** Task 1 **
In the passage on Park Sang-hak's leaflet launches, why did the Seoul Administrative Court uphold the lower-instance court's decision in September 2022? Answer in one to three sentences.
** Task 2 **
Can you sum up the passage on Park Sang-hak's leaflet launches in three sentences?
━━━ Page text ━━━
In all, during 2022, Park said to have sent balloons with leaflets to the North nine times.

The Ministry of Unification responded each time the flyers were launched with demands to refrain from the practice, but each time these were exhortations rather than harsh measures. In June 2022, A spokesman for the ministry, for example, said that such actions violated the law on inter-Korean relations, but in response to a question about whether punishment would follow, he said that relevant bodies would take care of it.

And although on July 7, the police (once again) launched an investigation into the actions of members of the organization that violate the law on the development of inter-Korean relations adopted under the previous administration of the Republic of Korea, there was no talk of Park being taken into custody.

On September 23, 2022 ministry spokeswoman Lee Hye-jong said that the government was concerned that some organizations continued to send leaflets despite repeated calls from the authorities to refrain from such actions. The ministry urged activists to refrain from sending leaflets amid lingering fears that such a campaign could lead to escalation of tension on the peninsula, and promised to take action if Pyongyang staged a “provocation” in response to the launch of leaflets.

Even when Park was apprehended and interrogated in October 2022, he was not detained, and a ministry spokesperson told reporters on condition of anonymity: “We fully understand the group’s efforts to assist the North Koreans, but as the government seeks inter-Korean cooperation in the field of health, we have repeatedly publicly urged them to refrain (from launching), given that this will be real help to the North Koreans.”

Two trials were initiated at the same time. The “fighters” filed a judicial protest against the decision to revoke their accreditation. However, in September 2022, the Seoul Administrative Court upheld the decision of the lower-instance court, stating that the launching of the leaflets was against the public interest of ensuring security in the border areas. On December 8, 2022, the Court of Appeals also ruled in favor of the ministry’s 2020 decision to revoke accreditation.

However, on May 3, 2023, the Supreme Court overturned the decision of the lower courts, additionally stating that “sending leaflets to North Korea plays a positive role in showing North Koreans the reality of their nation’s regime, calling attention to their human rights situation.” In addition, “is difficult to justify or prove that leafleting puts people’s lives in any danger.”

Thus, Park Sang-hak celebrates victory and promises “together with other like-minded human rights activists to continue spreading truth and freedom in the North.”
━━━ Entries shown ━━━
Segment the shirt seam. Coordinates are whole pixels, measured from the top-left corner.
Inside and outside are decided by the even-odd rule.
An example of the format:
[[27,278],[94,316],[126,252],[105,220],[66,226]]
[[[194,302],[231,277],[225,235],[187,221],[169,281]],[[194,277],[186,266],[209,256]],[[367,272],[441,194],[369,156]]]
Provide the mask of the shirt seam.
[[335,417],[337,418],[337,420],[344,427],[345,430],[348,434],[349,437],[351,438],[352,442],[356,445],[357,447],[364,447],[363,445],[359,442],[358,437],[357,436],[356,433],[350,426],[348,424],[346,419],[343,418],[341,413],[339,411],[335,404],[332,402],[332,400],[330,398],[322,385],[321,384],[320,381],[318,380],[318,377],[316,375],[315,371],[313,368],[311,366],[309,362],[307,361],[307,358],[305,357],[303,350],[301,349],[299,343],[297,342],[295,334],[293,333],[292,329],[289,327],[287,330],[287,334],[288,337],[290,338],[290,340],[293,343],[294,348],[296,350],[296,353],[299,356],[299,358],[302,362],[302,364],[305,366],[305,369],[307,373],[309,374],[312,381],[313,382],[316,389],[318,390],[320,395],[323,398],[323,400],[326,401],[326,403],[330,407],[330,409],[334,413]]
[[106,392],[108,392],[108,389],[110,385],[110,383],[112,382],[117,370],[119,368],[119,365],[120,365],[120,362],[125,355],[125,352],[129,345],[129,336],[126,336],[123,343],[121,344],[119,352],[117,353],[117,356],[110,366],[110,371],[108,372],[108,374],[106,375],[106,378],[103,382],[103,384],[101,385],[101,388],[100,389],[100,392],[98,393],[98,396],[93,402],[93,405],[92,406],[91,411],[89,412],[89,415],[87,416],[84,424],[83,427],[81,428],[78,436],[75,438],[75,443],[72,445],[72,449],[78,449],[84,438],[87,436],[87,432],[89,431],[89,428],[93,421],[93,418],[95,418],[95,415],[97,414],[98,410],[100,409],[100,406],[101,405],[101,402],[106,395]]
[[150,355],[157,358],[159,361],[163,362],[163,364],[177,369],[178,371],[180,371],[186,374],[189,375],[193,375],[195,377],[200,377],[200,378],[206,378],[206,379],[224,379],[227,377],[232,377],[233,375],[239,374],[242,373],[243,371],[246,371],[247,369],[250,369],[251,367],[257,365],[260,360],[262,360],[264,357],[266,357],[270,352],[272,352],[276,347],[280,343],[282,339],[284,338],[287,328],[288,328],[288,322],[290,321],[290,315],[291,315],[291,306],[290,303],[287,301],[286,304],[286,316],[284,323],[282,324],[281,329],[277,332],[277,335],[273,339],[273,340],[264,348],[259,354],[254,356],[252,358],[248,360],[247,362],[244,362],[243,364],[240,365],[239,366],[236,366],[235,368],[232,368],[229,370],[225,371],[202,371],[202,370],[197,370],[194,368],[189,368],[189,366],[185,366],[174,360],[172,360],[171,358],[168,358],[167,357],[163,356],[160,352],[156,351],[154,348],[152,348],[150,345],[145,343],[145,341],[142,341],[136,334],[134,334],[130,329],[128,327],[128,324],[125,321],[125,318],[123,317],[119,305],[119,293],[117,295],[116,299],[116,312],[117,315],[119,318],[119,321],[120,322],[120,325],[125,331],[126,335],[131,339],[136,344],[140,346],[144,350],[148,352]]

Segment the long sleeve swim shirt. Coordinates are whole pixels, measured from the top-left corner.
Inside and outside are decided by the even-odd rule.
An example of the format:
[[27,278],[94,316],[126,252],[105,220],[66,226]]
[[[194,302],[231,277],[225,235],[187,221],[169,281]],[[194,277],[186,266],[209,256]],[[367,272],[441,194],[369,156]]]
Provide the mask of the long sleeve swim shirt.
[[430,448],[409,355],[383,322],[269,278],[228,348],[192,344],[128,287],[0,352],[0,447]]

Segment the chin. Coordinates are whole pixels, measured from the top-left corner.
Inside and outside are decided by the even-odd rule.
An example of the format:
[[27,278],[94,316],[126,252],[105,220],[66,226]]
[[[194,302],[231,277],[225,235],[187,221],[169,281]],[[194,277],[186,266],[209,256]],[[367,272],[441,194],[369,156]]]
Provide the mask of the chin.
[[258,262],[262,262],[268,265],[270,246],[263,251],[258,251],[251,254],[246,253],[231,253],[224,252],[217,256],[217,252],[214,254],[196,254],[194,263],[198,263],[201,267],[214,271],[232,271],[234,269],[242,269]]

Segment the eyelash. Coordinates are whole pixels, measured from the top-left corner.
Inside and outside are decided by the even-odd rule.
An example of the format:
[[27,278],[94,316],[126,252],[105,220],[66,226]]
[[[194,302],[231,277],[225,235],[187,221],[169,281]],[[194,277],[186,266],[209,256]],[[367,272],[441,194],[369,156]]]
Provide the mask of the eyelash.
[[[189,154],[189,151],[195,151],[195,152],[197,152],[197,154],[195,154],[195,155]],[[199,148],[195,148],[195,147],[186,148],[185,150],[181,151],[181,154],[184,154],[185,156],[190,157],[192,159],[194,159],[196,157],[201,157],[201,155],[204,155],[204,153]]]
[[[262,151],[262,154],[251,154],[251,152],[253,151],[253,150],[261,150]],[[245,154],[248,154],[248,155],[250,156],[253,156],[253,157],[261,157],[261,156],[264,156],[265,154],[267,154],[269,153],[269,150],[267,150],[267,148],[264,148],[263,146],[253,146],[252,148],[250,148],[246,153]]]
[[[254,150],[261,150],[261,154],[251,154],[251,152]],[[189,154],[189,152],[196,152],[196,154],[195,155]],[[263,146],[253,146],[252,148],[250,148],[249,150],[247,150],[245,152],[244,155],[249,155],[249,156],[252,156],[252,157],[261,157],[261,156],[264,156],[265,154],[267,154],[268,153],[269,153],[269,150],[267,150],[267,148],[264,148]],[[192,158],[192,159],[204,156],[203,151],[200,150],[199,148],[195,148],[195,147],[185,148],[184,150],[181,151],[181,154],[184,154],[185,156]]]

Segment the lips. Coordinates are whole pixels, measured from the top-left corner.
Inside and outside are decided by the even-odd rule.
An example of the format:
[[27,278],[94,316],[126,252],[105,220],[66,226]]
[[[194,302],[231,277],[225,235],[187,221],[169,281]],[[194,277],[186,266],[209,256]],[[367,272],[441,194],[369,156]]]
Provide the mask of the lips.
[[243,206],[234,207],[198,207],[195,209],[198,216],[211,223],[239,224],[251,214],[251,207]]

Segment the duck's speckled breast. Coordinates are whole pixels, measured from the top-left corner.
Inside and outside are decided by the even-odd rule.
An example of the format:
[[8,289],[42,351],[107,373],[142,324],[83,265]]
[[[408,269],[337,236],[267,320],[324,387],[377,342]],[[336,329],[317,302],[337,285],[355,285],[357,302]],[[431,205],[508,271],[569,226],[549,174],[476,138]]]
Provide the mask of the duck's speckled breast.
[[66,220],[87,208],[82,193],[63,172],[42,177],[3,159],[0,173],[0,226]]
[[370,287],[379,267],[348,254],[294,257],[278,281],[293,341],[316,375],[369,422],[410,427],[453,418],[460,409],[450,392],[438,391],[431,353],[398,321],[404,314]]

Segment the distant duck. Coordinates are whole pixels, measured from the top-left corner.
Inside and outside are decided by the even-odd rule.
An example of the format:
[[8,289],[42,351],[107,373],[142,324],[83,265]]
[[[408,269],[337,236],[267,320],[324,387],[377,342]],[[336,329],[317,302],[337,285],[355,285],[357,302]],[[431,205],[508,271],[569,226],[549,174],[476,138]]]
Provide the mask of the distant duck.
━━━
** Written reply 1 **
The court found that launching the leaflets went against the public interest of ensuring security in the border areas. For that reason, it upheld the lower-instance court's decision.

** Written reply 2 **
Park is said to have sent leaflet balloons to the North nine times in 2022, and each time the Ministry of Unification only urged him to refrain rather than taking harsh measures. Even when he was apprehended and interrogated in October 2022, he was not detained. The Seoul Administrative Court and the Court of Appeals upheld the revocation of the group's accreditation in 2022, but on May 3, 2023, the Supreme Court overturned those rulings, and Park celebrated and promised to keep spreading truth and freedom in the North.